• EXERCISE OBJECTIVE
Can you rewrite the listing below, swapping every "marker" for "pin" and leaving everything else unchanged?

Collected data

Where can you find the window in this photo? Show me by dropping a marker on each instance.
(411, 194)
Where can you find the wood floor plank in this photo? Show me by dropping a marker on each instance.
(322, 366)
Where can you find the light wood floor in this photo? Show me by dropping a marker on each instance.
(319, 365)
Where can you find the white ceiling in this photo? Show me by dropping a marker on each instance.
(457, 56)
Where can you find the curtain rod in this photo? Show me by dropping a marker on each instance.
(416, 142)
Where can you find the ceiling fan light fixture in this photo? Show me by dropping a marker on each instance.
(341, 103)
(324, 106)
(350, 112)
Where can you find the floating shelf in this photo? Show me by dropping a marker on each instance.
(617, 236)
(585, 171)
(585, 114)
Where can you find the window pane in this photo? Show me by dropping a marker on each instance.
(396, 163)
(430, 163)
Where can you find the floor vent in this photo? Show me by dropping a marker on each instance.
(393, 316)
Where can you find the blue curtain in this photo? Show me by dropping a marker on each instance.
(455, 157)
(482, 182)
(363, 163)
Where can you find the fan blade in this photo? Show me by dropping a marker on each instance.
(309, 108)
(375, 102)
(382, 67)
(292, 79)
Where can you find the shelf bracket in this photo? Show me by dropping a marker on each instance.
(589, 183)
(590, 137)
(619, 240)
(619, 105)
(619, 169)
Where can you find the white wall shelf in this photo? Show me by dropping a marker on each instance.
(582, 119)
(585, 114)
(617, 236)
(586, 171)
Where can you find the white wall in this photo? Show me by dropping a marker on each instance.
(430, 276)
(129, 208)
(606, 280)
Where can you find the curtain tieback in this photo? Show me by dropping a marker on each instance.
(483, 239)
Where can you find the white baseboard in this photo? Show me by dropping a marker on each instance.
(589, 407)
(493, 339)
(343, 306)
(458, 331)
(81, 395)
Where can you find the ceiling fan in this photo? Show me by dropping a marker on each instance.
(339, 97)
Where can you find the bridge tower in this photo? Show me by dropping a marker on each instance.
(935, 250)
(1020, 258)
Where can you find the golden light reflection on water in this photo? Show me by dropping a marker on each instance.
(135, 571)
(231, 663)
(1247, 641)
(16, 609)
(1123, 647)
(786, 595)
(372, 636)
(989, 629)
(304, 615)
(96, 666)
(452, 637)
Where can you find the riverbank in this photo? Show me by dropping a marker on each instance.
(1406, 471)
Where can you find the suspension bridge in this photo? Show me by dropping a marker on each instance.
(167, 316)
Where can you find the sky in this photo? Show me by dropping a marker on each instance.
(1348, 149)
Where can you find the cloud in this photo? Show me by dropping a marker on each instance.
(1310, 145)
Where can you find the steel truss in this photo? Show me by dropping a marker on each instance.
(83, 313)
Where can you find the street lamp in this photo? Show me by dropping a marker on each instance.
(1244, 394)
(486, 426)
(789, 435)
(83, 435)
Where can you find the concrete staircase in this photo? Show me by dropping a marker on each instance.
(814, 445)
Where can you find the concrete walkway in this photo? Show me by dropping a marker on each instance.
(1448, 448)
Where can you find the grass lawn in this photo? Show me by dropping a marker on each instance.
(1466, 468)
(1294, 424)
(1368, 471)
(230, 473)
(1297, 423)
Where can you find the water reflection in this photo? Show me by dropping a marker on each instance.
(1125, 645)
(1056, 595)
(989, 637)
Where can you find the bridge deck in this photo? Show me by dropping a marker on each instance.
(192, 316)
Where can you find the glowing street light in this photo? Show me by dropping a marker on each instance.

• ANSWER TO THIS TASK
Where can you find the window in this photo? Show me by dropping a pin on each instance.
(411, 194)
Where can you find the wood floor plank in this photo? Show me by dropping a pin on each instance.
(322, 366)
Where can you find the light wood floor in this photo? Show me by dropping a pin on each instance.
(319, 365)
Where can you find the white ceiling in this photo? Show me by dropping a pin on each instance.
(457, 56)
Where can you find the curtain rod in this photo? Show me by dropping a pin on each instance.
(416, 142)
Where can you find the ceiling fan light fixture in this photo? Show me by dropping a pin on each instance.
(341, 103)
(324, 106)
(350, 112)
Where can you find the floating shelf in this photo? Show me by dropping a pin on each instance.
(617, 236)
(585, 171)
(585, 114)
Where can you find the window pane in this photo? Show me by dropping a pin on each instance.
(396, 163)
(430, 163)
Where can you find the floor vent in this photo? Show me by dropping a pin on each instance.
(393, 316)
Where can you find the blue curtain in this photo? Show me by dropping a pin on each instance.
(455, 157)
(482, 182)
(363, 163)
Where can you find the fan blade in this photo? Show me by dropping a pin on each instance.
(309, 108)
(375, 102)
(382, 67)
(292, 79)
Where can you find the shelf bracket in this photo? Show me by dropping a pin on each instance.
(589, 183)
(590, 137)
(619, 240)
(619, 105)
(619, 169)
Where can you find the white wall shelf in this photo? Show me by dropping a pin on each instance.
(582, 119)
(585, 114)
(617, 236)
(586, 171)
Where can you find the white wall in this photo? Show me by dropping a pin on each instance.
(430, 276)
(129, 208)
(606, 280)
Where can you find the curtain tieback in this photo? Show me by dropping a pin on each instance.
(483, 239)
Where can you find the white baseboard in this photo? Show me by dropping a pin on each instance.
(589, 407)
(493, 339)
(343, 306)
(458, 331)
(81, 395)
Where can you find the ceiling fan in this photo? Show me by dropping a pin on each instance.
(339, 97)
Where can you find the bridge tower in this photo? Show me by dropping a pin on each instance.
(935, 250)
(1020, 258)
Where can you find the golden light reflection on water in this photo? Show me by dropping a pin on each instance.
(135, 571)
(231, 663)
(1247, 641)
(16, 609)
(1123, 647)
(786, 595)
(372, 636)
(989, 629)
(304, 615)
(96, 666)
(452, 637)
Where can you find the riverbank in this photo? Show me by dropping a pin on each instance.
(1406, 471)
Where can you find the suspension bridge in this photo? Show me by dropping a pin on each instance.
(167, 316)
Where can you find the sky in this photo? Show me by dropping a pin on each instance.
(1348, 149)
Where can you find the cloud in this photo? Show me by dropping a pin on each instance.
(1310, 145)
Where can you find the steel truss in this photo? Show me by dropping a pin on each instance.
(83, 313)
Where can you find the street lamp in this photo? Show me by dropping a pin on each instance.
(1244, 394)
(486, 426)
(789, 435)
(83, 435)
Where can you find the concrete staircase in this photo? Show me by dropping a pin on each instance.
(814, 445)
Where can you find the concrete walkway in this photo? Show me by dropping a pin on each instance.
(1448, 448)
Where can you find the grass lawn in this photo? Show me by dropping a pin on each instance.
(1466, 468)
(1294, 424)
(1368, 471)
(230, 473)
(1297, 423)
Where can you find the water reflection in this photo? Show me by dropping a pin on each instance.
(1125, 645)
(1056, 595)
(989, 637)
Where can you find the bridge deck in this photo? Show me by dropping a pin on each instance.
(192, 316)
Where can you find the glowing street light in this photo? Show me by dropping a pin on each instance.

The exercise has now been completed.